- **What needs to be done**:
Locate every line in the items below that contains the word "beam", and copy each of those lines.

- **Stored rows**:

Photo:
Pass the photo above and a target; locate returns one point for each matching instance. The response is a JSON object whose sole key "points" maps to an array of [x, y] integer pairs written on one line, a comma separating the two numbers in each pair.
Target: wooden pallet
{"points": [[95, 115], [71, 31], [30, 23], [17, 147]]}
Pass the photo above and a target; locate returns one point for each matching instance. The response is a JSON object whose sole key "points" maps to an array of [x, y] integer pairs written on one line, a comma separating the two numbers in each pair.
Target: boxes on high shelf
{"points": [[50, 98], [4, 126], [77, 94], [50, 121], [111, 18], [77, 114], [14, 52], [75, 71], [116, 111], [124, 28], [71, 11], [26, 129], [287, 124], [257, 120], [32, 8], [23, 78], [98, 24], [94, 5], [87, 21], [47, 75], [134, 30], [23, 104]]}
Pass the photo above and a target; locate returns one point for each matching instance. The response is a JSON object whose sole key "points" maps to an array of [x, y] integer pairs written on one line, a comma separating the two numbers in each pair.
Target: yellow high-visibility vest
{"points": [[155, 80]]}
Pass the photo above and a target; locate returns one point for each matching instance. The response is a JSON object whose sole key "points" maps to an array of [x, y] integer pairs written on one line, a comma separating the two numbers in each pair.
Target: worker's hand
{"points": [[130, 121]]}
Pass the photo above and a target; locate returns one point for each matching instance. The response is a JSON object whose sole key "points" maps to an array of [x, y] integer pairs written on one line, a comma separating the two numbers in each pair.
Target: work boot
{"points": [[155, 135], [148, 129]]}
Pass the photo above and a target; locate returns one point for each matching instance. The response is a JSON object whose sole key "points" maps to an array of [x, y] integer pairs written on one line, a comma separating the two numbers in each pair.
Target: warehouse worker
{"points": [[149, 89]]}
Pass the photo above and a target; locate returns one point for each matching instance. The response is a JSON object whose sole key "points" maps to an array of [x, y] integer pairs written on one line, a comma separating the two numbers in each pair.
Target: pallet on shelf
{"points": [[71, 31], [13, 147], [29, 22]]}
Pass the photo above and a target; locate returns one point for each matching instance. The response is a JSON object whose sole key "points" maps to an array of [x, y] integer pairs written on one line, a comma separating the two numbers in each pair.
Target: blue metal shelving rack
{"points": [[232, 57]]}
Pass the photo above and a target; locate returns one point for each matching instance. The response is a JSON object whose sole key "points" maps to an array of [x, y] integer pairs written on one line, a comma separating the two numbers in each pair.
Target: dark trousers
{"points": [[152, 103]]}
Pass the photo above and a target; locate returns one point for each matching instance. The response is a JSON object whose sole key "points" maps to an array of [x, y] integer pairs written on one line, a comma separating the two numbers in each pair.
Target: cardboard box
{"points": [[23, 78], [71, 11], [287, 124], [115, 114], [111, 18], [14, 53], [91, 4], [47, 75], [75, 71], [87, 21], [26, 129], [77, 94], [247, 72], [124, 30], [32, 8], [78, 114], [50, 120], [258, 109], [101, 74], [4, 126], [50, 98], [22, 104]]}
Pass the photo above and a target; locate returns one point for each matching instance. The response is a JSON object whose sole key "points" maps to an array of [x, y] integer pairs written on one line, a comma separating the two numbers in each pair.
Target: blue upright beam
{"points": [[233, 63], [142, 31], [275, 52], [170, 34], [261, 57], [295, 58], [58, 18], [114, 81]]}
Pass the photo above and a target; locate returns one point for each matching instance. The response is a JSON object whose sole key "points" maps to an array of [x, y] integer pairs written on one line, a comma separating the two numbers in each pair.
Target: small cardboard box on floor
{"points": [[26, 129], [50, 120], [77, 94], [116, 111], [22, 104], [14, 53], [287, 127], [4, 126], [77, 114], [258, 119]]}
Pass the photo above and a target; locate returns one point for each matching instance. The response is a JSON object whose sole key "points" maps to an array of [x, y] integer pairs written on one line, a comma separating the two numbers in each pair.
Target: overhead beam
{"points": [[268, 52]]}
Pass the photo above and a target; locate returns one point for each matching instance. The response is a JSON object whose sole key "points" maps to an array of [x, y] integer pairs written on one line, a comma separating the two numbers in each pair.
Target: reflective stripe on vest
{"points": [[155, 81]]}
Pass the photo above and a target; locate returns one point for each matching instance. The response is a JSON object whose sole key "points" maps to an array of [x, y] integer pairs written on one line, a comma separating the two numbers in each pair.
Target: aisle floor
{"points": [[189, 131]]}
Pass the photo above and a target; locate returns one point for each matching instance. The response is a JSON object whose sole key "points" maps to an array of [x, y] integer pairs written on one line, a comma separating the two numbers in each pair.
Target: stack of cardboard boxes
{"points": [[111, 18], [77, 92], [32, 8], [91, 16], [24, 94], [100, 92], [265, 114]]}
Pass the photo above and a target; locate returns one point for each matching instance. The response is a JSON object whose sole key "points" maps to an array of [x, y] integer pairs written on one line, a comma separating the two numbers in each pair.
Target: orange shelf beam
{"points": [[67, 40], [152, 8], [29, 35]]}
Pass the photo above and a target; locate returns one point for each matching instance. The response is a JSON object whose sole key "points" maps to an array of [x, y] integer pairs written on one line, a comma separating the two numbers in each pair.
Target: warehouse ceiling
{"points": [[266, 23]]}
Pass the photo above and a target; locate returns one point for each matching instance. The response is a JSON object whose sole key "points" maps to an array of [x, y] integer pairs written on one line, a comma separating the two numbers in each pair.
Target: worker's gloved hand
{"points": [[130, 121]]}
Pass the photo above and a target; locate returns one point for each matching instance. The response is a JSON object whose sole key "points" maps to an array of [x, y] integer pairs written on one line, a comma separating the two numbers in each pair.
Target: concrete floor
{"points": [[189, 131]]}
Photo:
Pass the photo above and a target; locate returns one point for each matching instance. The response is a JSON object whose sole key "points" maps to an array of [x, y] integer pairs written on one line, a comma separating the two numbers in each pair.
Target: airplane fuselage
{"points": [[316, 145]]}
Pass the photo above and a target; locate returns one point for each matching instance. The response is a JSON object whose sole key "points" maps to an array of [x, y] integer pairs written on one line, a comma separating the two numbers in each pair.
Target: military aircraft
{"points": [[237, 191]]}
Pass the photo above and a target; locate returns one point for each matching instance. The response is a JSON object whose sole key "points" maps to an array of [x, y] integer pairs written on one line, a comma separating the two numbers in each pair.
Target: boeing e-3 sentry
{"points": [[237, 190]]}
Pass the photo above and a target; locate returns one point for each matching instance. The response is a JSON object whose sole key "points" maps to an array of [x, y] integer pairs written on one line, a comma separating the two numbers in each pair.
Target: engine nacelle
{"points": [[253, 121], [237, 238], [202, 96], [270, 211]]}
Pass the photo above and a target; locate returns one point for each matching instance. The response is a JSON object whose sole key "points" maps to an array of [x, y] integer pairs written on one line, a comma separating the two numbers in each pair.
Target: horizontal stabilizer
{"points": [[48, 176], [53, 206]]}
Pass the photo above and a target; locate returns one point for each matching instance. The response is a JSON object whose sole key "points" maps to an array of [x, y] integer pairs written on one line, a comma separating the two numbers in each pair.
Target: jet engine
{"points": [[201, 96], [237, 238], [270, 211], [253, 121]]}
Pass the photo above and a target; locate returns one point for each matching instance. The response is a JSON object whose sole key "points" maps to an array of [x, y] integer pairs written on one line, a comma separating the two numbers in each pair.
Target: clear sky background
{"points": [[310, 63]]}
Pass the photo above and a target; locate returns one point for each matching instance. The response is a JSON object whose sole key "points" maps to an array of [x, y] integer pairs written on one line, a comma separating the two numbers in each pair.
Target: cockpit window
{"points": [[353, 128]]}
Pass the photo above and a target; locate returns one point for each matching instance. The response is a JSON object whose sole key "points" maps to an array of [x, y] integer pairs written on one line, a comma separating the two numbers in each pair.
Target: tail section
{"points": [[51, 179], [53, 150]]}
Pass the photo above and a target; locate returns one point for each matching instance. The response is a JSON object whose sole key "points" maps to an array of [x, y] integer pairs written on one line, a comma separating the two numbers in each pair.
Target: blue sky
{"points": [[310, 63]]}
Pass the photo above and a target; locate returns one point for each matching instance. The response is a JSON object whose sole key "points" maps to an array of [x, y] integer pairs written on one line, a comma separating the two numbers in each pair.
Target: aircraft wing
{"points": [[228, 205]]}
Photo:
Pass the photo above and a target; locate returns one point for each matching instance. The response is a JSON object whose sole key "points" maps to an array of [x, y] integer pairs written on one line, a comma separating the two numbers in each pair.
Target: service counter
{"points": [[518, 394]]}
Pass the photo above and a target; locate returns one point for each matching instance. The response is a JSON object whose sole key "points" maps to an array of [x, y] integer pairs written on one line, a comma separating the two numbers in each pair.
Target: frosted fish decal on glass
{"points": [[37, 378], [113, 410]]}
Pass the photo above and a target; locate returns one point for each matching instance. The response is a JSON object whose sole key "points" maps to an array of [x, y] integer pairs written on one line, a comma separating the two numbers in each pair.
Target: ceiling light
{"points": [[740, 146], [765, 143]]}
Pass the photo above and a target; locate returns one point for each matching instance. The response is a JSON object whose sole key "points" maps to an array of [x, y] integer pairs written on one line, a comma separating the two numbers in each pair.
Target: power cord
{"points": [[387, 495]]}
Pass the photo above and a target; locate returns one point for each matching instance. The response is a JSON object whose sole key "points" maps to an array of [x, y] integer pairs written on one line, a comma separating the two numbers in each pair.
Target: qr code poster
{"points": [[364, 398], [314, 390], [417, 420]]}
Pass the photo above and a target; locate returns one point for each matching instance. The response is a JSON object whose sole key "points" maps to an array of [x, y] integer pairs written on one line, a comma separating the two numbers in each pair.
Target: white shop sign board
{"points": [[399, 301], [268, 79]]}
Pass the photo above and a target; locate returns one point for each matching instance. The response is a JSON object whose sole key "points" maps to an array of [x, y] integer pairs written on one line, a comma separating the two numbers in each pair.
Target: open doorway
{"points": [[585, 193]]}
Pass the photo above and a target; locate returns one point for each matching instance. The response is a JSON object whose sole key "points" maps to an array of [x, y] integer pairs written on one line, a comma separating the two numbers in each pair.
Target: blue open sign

* * *

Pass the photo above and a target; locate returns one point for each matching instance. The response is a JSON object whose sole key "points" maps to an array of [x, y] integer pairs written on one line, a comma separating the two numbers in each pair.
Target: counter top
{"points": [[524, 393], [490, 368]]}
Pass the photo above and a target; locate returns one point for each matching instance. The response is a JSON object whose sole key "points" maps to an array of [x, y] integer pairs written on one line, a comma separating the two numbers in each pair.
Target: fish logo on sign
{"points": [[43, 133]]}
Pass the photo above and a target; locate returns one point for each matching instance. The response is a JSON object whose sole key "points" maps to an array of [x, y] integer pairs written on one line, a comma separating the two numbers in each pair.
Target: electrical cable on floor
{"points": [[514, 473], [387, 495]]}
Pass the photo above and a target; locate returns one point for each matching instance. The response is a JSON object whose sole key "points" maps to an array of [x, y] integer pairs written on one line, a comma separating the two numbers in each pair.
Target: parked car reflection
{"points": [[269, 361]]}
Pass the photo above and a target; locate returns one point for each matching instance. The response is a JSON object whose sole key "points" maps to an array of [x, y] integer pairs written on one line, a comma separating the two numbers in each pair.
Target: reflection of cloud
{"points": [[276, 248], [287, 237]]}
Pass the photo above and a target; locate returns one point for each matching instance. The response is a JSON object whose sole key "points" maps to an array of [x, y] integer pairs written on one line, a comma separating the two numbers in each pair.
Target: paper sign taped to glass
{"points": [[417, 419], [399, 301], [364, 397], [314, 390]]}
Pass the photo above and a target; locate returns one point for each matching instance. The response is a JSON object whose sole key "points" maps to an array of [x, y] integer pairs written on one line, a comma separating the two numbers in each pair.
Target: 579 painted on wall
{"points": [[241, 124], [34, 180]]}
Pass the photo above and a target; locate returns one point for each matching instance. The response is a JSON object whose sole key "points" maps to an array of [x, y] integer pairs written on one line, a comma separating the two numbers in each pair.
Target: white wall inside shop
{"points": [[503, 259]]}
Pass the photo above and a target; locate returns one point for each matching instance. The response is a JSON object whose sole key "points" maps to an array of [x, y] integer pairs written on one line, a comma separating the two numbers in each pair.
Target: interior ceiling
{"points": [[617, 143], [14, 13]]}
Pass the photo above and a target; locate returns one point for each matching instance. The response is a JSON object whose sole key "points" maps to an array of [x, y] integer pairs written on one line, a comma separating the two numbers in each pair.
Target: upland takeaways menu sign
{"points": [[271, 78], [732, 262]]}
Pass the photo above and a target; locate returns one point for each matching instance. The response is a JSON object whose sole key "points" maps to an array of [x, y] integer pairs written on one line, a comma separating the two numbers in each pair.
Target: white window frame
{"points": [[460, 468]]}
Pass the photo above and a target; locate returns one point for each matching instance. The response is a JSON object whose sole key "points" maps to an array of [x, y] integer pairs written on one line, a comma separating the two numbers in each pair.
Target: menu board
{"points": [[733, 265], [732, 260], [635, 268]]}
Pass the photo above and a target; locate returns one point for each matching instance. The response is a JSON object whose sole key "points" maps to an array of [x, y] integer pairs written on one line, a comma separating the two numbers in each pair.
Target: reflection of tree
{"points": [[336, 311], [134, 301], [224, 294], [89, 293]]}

---

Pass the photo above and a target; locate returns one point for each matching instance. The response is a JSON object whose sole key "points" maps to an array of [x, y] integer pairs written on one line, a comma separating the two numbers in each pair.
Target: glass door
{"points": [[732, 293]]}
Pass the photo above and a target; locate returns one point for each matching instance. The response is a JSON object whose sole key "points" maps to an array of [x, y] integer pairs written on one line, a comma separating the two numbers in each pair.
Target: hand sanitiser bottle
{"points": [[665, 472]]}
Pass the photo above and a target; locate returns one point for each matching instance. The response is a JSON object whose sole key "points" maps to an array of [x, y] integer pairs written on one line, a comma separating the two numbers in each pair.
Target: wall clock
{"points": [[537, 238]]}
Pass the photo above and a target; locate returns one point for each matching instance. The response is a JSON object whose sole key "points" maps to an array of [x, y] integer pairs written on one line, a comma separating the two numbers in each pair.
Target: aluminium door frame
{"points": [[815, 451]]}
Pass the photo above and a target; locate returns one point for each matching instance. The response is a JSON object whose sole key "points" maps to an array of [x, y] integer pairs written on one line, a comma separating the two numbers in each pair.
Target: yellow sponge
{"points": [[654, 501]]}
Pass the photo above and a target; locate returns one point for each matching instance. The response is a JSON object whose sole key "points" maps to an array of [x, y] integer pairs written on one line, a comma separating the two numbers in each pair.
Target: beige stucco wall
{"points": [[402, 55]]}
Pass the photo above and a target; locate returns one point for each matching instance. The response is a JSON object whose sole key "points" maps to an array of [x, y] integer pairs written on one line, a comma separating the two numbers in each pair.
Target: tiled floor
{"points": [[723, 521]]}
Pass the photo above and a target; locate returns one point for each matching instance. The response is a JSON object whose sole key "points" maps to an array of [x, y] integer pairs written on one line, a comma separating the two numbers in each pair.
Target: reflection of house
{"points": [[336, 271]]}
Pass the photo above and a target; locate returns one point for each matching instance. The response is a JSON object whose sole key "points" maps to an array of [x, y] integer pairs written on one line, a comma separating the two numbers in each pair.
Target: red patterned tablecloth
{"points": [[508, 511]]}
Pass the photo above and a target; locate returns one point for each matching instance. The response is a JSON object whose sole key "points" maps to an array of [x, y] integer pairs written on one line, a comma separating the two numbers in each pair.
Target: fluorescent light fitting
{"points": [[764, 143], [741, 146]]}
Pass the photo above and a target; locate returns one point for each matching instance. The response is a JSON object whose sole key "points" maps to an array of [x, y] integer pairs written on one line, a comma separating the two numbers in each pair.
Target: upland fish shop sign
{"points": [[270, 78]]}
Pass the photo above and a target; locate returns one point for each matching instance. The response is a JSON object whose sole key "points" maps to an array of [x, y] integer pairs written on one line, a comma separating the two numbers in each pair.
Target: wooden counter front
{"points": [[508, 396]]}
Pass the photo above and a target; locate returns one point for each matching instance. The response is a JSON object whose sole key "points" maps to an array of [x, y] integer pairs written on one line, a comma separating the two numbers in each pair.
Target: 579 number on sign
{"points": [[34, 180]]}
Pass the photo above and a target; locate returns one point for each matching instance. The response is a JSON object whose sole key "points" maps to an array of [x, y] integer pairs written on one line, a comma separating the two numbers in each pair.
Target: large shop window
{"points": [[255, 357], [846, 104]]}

- **Answer in full**:
Target: blue upright beam
Target: overhead beam
Target: orange shelf beam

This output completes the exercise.